(Activity) Which lines run from the line with "Query: pedestrian walkway" through the line with "Query: train" in the entries below? Print them exactly, both ends included, and nothing more.

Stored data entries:
○ ○ ○ ○ ○

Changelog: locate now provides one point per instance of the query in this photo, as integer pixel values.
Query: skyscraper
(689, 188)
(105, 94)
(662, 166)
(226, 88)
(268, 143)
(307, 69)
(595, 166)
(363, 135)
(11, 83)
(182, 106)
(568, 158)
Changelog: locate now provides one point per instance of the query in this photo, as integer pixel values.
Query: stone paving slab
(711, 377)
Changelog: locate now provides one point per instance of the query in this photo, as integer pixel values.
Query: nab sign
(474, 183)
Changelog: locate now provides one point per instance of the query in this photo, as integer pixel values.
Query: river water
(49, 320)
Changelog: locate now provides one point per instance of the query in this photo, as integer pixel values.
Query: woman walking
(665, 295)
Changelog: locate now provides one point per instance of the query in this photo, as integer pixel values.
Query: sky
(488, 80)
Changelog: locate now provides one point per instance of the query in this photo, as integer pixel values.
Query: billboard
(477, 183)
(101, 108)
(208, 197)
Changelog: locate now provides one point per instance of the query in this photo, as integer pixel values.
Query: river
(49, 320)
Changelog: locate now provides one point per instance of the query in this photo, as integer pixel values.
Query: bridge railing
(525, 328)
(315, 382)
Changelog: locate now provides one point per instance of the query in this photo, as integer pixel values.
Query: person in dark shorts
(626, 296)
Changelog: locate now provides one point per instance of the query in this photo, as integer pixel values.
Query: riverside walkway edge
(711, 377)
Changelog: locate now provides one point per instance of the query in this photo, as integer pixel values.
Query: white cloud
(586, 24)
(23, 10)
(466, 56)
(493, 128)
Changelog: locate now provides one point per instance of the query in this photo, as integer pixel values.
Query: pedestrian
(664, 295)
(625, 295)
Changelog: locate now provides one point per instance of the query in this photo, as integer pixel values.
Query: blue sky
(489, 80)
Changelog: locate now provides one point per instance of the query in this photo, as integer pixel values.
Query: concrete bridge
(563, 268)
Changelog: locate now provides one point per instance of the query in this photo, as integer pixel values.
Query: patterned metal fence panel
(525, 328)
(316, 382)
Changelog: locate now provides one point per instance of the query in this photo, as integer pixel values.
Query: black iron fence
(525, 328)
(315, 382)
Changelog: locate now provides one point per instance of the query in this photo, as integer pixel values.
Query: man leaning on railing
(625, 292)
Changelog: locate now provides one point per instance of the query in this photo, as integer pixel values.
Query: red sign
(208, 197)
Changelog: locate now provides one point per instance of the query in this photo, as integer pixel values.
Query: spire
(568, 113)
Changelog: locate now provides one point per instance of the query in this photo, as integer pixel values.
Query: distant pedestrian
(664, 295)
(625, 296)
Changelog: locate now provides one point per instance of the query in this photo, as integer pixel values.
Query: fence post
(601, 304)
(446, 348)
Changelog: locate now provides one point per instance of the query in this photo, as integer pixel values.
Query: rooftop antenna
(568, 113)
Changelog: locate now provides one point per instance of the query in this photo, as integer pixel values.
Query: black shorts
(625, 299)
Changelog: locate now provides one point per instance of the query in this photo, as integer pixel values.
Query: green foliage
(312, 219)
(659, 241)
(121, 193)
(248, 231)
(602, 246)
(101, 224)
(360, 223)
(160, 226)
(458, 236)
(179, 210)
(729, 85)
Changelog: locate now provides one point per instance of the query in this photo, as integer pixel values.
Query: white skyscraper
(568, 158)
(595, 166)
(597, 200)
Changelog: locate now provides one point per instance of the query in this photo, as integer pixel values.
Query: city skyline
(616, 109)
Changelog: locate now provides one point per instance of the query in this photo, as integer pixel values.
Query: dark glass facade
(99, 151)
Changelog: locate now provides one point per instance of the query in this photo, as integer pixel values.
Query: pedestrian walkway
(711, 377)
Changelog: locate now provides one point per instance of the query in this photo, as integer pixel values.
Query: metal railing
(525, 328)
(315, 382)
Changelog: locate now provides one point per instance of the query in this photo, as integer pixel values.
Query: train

○ ○ ○ ○ ○

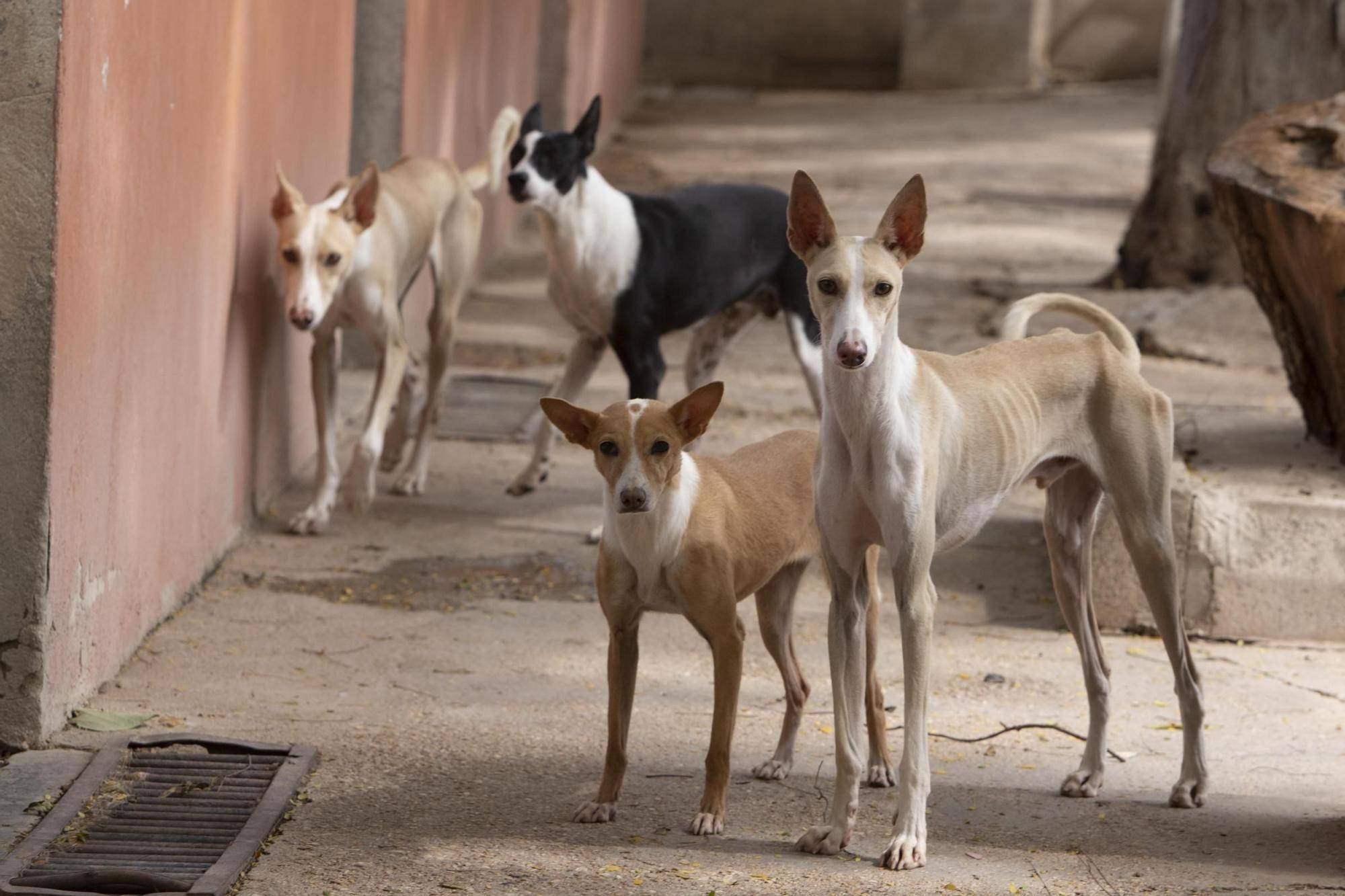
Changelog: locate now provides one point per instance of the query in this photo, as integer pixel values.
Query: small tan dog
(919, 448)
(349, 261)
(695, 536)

○ ○ ○ ○ ○

(Response to the task)
Query: pedestrian walkway
(711, 377)
Changelog: locate now provides one point per instance of the query in this photo, as integer pixel values.
Query: metal railing
(525, 328)
(315, 382)
Changelog: locate now provides one point per instance of the query in this photo, as integer pixel values.
Query: train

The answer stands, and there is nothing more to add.